Top of Task data

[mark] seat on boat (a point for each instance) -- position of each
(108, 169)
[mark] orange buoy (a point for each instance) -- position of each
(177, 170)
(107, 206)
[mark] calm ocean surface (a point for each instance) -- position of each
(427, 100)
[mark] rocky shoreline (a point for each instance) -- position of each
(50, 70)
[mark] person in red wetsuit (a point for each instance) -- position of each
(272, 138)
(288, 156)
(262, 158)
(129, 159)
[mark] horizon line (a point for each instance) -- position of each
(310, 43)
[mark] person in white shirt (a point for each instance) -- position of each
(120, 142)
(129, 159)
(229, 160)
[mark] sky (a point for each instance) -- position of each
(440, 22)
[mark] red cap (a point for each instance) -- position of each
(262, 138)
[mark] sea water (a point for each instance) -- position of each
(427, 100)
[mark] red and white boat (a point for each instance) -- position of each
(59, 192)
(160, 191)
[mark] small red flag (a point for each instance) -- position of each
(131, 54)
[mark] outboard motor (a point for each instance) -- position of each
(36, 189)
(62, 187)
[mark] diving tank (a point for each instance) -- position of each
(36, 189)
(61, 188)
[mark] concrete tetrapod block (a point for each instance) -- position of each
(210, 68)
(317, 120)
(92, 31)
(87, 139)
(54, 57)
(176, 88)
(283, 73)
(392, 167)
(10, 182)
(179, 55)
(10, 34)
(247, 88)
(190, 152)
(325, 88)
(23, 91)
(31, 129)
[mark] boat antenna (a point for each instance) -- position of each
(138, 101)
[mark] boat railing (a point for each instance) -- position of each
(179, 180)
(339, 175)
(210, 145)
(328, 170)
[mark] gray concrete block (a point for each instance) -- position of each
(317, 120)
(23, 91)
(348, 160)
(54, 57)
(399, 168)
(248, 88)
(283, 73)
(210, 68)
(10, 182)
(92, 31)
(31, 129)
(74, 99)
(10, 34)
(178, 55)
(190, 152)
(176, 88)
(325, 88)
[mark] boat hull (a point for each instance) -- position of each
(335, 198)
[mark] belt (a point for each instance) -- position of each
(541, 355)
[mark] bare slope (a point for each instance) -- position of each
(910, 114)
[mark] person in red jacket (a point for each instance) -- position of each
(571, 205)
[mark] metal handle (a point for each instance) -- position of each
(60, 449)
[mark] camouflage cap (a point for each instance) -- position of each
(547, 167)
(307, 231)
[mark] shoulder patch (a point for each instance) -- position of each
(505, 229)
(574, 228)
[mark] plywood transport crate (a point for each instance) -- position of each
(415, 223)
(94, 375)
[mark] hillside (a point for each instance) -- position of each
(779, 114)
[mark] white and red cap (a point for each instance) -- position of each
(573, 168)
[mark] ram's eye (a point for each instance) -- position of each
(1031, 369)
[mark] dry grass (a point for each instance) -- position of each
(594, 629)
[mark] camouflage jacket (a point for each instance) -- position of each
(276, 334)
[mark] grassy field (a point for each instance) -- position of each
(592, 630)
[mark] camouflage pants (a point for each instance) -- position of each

Bottom of Task data

Copy all data exactly, start to finish.

[mark] seat on boat (a point for each instance) -- position of each
(108, 169)
[mark] orange buoy (a point for each instance) -- position of each
(177, 170)
(107, 206)
[mark] calm ocean surface (a point for each instance) -- position of each
(427, 100)
[mark] rocky shoreline (a point for each instance) -- position of each
(50, 70)
[mark] person in red wetsuit (a point for each instance) -- position of each
(272, 138)
(288, 156)
(262, 158)
(129, 159)
[mark] horizon line (a point for each instance) -- position of each
(310, 43)
[mark] person in white shirt (a point for each instance) -- position of each
(120, 142)
(129, 159)
(229, 160)
[mark] sky (a point for each instance) -- position of each
(440, 22)
[mark] red cap (a point for each instance) -- position of each
(262, 138)
[mark] sea water (a point for each instance) -- position of each
(427, 100)
[mark] red and white boat (a point for each instance) -- position of each
(59, 192)
(160, 191)
[mark] small red flag (a point for each instance) -- position of each
(131, 54)
[mark] outboard motor (a point for each instance) -- position of each
(36, 189)
(62, 187)
[mark] diving tank (a point for each instance) -- position of each
(36, 189)
(61, 188)
[mark] concrete tetrapod block (a point for each instance) -- position of each
(210, 68)
(317, 120)
(92, 31)
(87, 139)
(54, 57)
(176, 88)
(283, 73)
(392, 167)
(10, 182)
(179, 55)
(10, 34)
(247, 88)
(190, 152)
(325, 88)
(23, 91)
(31, 129)
[mark] boat antenna (a point for each instance) -- position of each
(138, 101)
[mark] boat railing (a point for each instance) -- position of each
(179, 180)
(339, 175)
(210, 145)
(328, 170)
[mark] gray concrete block (a point for each instance) -- position of each
(317, 120)
(23, 91)
(348, 160)
(54, 57)
(399, 168)
(248, 88)
(283, 73)
(210, 68)
(10, 182)
(92, 31)
(31, 129)
(74, 99)
(10, 34)
(178, 55)
(190, 152)
(176, 88)
(325, 88)
[mark] boat hull (a point for each instance) -- position of each
(335, 198)
[mark] belt (a point for each instance) -- position of each
(541, 355)
[mark] bare slope (a point for each instance) -- position of each
(910, 114)
[mark] person in red jacket (a point for each instance) -- position of each
(571, 205)
[mark] metal handle (a point for each instance) -- position of each
(60, 449)
[mark] camouflage cap (a point for each instance) -- position of each
(547, 167)
(307, 231)
[mark] shoulder patch (a point for each instance) -- position of each
(505, 229)
(574, 228)
[mark] plywood transport crate (a point for each instance) -- position of each
(415, 223)
(94, 375)
[mark] hillside (a point for each instance) -- position of each
(779, 114)
[mark] white and red cap (a point for each instance) -- position of each
(573, 168)
[mark] ram's eye (a point for each instance) -- position of each
(1031, 369)
[mark] dry grass (a point for each instance) -- position of each
(594, 629)
[mark] camouflage jacket (a point for each instance) -- position of each
(276, 334)
[mark] grassy field (a point for each instance) -- position of each
(592, 630)
[mark] camouflage pants (a point for each instance) -- position of each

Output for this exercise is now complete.